◆ **TASK BRIEF**
Copy every line of the records below without changing a single character.

◆ **SUPPLIED DATA**

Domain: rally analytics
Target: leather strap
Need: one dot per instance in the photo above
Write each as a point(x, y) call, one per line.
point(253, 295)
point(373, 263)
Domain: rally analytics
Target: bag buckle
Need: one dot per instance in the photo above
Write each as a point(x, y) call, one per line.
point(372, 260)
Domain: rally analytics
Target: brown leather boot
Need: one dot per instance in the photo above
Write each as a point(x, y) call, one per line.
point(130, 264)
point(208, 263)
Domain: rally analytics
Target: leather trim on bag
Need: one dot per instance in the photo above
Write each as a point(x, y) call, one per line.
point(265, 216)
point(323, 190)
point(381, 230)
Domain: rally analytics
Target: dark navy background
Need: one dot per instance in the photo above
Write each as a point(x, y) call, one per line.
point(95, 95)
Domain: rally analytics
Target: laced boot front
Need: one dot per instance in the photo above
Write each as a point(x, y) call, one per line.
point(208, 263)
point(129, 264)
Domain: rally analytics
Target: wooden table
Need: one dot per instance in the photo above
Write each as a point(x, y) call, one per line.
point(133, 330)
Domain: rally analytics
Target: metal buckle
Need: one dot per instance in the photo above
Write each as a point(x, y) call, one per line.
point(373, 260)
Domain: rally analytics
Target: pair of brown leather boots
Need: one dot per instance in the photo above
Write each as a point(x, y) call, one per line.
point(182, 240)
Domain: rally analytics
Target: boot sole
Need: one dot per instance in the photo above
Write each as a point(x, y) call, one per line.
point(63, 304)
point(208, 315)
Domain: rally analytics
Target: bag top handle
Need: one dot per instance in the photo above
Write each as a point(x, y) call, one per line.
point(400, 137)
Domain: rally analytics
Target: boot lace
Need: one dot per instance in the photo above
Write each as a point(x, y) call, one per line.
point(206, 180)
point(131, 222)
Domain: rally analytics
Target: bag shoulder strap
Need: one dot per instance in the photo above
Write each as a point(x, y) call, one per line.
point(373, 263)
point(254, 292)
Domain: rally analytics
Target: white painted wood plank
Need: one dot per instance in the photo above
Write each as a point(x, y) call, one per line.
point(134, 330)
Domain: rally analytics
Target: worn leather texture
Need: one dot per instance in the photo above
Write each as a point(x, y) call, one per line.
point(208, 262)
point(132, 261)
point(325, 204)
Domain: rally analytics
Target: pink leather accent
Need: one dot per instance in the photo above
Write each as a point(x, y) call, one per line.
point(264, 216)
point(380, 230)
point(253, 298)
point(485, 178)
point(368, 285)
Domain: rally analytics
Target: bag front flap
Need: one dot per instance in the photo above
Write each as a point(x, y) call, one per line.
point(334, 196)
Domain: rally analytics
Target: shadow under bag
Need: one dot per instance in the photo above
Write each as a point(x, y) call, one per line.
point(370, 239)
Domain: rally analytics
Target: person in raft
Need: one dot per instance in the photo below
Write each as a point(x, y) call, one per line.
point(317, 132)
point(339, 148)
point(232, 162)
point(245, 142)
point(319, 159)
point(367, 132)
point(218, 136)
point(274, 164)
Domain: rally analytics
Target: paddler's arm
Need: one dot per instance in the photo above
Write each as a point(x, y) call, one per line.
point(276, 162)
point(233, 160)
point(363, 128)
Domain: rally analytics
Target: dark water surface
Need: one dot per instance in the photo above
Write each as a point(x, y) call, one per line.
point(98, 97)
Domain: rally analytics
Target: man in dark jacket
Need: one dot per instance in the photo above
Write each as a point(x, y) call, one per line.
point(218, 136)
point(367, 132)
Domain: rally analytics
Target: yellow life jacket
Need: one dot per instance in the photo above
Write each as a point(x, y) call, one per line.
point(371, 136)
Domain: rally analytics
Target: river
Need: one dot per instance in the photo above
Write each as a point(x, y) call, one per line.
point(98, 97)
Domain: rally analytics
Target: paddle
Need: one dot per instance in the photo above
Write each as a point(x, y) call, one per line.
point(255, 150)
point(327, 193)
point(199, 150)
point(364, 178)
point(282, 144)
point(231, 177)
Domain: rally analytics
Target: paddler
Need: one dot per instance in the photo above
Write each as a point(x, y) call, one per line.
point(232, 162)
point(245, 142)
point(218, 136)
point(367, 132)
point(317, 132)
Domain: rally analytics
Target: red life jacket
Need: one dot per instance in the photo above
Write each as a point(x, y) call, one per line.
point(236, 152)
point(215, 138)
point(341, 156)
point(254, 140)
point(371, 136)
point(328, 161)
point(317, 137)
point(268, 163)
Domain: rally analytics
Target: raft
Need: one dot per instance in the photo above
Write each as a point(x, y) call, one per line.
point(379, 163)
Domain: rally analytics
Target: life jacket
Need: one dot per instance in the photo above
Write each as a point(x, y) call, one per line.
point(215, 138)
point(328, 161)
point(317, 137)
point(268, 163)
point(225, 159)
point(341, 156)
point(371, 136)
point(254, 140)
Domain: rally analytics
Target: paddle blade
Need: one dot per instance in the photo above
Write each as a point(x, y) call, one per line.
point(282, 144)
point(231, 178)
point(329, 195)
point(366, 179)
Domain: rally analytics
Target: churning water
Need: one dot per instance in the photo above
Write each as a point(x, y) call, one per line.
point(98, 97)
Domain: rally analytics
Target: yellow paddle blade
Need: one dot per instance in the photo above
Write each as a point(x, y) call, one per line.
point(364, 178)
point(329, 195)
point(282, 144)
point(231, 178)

◆ **RESULT OF THE EXERCISE**
Domain: rally analytics
Target: leather strap
Need: one dot per instance in the photo above
Write each as a point(x, y) call, one per line.
point(253, 295)
point(373, 263)
Domain: rally analytics
Target: bag buckle
Need: one dot per instance in the photo above
Write each as a point(x, y) call, one per line.
point(372, 260)
Domain: rally analytics
Target: brown leather boot
Need: one dot per instance in the photo above
Write each as a point(x, y) call, one per line.
point(130, 264)
point(208, 263)
Domain: rally analytics
Target: leather trim on bag
Need: one dot per instance in the photo above
Write each as a point(x, y) call, one per line.
point(265, 216)
point(323, 190)
point(381, 230)
Domain: rally analytics
Target: dark navy background
Need: one dot per instance in the photo above
Write each as a point(x, y) call, one per line.
point(95, 95)
Domain: rally analytics
Target: laced boot front
Need: one dot per instance in the photo above
Write each as a point(x, y) call, one per line.
point(208, 263)
point(129, 264)
Domain: rally analytics
Target: wooden table
Need: one dot per instance in the photo above
Write each as a point(x, y) call, one per line.
point(133, 330)
Domain: rally analytics
Target: metal buckle
Need: one dot per instance in the photo above
Write each as a point(x, y) call, one per line.
point(373, 260)
Domain: rally analytics
Target: pair of brown leather boots
Need: one dot per instance in the photo above
Write each as a point(x, y) call, one per line.
point(182, 240)
Domain: rally analytics
Target: boot sole
Need: one dot per instance in the photo above
Write each as a point(x, y) call, one per line.
point(63, 304)
point(208, 315)
Domain: rally analytics
Target: bag top handle
Need: one dot per instance in the photo above
Write each as a point(x, y) call, one per line.
point(400, 137)
Domain: rally analytics
Target: boot lace
Need: one dot per instance in the photo above
Write each as a point(x, y) call, one per line.
point(206, 180)
point(131, 222)
Domain: rally analytics
Target: bag shoulder strap
Need: one dot per instance in the photo above
Write each as a point(x, y) call, one per line.
point(373, 263)
point(254, 292)
Domain: rally analytics
Target: white painted wood plank
Need: one dot per instance in the photo above
Write each as a point(x, y) call, one per line.
point(134, 330)
Domain: rally analytics
Target: worn leather texture
Need: one dot per instance in the photo above
Write each as a point(x, y) call, one per line.
point(208, 262)
point(132, 261)
point(325, 204)
Domain: rally analytics
Target: pink leather accent
Need: one dot per instance in the photo above
Write each as a point(x, y) call, one per line.
point(264, 216)
point(380, 230)
point(253, 298)
point(485, 178)
point(368, 285)
Domain: rally analytics
Target: bag front flap
Need: one dot per instance in the photo above
Write each as a point(x, y) call, one per line.
point(334, 196)
Domain: rally analytics
Target: shadow under bag
Need: one dot per instance in the photo above
Write each as a point(x, y) call, one per line.
point(370, 239)
Domain: rally analytics
Target: person in raft
Need: one dot per instance in the photo below
Write each as a point(x, y) call, one per line.
point(317, 132)
point(339, 148)
point(232, 162)
point(245, 142)
point(319, 159)
point(367, 132)
point(218, 136)
point(274, 164)
Domain: rally analytics
Target: paddler's arm
Need: one dot per instance in the photo above
Write each as a point(x, y) call, one per line.
point(276, 162)
point(233, 160)
point(363, 128)
Domain: rally analytics
Target: dark water surface
Need: one dot per instance in the photo above
Write each as a point(x, y) call, one per line.
point(98, 97)
Domain: rally analytics
Target: man in dark jacket
Need: one dot per instance in the photo above
Write each as a point(x, y) call, one per line.
point(218, 136)
point(367, 132)
Domain: rally analytics
Target: yellow life jacket
Need: one dot per instance in the photo above
Write each as a point(x, y) call, one per line.
point(371, 136)
Domain: rally analytics
Target: river
Need: one dot per instance in the photo above
Write each as a point(x, y) call, one per line.
point(98, 97)
Domain: rally analytics
Target: paddle
Need: one dot per instance in the photo above
Write each as a point(x, y) call, one per line.
point(255, 150)
point(327, 193)
point(199, 150)
point(364, 178)
point(282, 144)
point(231, 177)
Domain: rally analytics
Target: paddler
Need: one dot per instance in the photo above
Write each as a point(x, y) call, one per line.
point(232, 162)
point(245, 142)
point(218, 136)
point(367, 132)
point(317, 132)
Domain: rally analytics
Target: red life jacket
Need: one dot per instance in the photo above
Write each as a point(x, y) call, one per line.
point(236, 152)
point(215, 138)
point(341, 156)
point(254, 140)
point(371, 136)
point(328, 161)
point(317, 137)
point(268, 163)
Domain: rally analytics
Target: raft
Need: one dot per instance in the photo above
Write each as a point(x, y) call, one per line.
point(379, 163)
Domain: rally analytics
Target: life jacket
Need: one dot per instance in the photo above
Write each as a point(x, y) call, one per line.
point(215, 138)
point(328, 161)
point(317, 137)
point(268, 163)
point(225, 159)
point(341, 156)
point(371, 136)
point(254, 140)
Domain: rally analytics
Target: paddle blade
Need: one dot per instance in the photo above
Write each as a point(x, y) call, one per line.
point(282, 144)
point(231, 178)
point(329, 195)
point(366, 179)
Domain: rally analytics
Target: churning water
Need: one dot per instance in the photo above
Write each as a point(x, y) call, one per line.
point(98, 97)
Domain: rally analytics
Target: yellow paddle blade
Need: one dot per instance in the photo above
Write each as a point(x, y) call, one per line.
point(364, 178)
point(329, 195)
point(282, 144)
point(231, 178)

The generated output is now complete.